Output a verbatim copy of the data, cut off after the line that contains "Question. Provide a point on each instance of the man's".
[INPUT DATA — start]
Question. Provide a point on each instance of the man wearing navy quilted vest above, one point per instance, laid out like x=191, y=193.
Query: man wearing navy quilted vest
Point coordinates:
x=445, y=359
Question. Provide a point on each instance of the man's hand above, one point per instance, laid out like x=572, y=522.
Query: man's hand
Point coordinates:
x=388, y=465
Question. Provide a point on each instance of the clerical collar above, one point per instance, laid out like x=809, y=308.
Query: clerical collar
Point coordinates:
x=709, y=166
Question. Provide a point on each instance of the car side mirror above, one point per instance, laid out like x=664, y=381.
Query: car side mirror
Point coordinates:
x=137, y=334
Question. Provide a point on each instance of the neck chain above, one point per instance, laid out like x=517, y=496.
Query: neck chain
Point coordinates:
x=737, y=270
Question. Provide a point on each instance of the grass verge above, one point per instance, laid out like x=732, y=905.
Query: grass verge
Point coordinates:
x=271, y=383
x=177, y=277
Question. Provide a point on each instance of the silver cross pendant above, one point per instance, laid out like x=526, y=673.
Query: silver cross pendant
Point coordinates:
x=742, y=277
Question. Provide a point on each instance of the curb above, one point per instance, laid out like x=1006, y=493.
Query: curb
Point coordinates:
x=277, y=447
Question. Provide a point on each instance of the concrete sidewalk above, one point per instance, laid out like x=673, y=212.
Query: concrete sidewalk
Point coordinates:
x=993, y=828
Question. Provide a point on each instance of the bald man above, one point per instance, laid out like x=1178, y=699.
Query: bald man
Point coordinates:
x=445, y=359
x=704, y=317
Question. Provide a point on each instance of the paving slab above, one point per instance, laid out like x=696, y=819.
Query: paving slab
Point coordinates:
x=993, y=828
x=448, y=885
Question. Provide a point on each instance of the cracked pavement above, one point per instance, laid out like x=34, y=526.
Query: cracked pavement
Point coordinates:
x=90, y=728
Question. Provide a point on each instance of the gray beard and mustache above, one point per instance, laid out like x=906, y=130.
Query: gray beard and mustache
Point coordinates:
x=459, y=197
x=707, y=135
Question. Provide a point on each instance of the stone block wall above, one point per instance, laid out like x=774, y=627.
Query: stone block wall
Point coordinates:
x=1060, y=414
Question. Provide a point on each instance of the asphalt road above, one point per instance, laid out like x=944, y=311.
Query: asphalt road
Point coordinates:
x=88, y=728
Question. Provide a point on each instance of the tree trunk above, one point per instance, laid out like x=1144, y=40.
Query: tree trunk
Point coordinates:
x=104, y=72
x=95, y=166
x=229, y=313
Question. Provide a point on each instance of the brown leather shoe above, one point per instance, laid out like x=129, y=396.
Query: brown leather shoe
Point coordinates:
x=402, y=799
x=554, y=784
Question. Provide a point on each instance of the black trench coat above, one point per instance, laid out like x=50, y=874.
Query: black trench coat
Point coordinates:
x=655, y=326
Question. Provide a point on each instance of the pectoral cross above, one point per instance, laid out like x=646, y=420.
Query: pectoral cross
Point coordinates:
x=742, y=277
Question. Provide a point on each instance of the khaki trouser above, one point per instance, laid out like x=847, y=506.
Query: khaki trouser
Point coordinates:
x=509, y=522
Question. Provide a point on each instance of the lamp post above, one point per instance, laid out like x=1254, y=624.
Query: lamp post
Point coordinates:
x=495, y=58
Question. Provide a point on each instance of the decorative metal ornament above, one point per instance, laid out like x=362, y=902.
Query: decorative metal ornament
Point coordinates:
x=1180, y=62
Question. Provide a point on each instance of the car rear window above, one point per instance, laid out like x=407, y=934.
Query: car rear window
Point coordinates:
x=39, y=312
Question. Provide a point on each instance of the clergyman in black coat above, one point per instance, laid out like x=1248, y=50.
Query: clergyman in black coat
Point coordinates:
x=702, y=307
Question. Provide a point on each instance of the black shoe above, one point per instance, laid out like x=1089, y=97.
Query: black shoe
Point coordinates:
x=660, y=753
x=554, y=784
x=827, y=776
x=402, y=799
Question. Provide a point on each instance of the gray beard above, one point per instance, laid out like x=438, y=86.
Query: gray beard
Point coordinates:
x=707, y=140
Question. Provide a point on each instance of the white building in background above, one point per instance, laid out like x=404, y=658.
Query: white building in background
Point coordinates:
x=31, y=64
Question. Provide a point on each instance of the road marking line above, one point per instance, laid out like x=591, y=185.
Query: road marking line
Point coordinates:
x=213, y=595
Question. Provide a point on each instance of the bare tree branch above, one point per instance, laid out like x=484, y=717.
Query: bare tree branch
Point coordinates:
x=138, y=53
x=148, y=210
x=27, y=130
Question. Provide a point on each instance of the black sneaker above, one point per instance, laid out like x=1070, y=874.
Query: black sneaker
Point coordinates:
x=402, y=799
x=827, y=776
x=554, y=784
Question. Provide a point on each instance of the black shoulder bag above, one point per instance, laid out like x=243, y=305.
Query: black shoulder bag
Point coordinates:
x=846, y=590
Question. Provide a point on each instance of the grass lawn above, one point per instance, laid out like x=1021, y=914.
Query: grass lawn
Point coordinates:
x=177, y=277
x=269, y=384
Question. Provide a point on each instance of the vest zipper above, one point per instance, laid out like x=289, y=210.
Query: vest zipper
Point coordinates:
[INPUT DATA — finish]
SOLUTION BELOW:
Question. Provide a point on each instance of the man wearing navy quilted vest above, one point per instance, laid out like x=191, y=193.
Query: man wearing navy quilted vest
Point coordinates:
x=445, y=359
Question. Provide a point on each instance of the man's hand above, one point per instance, laid out like x=572, y=522.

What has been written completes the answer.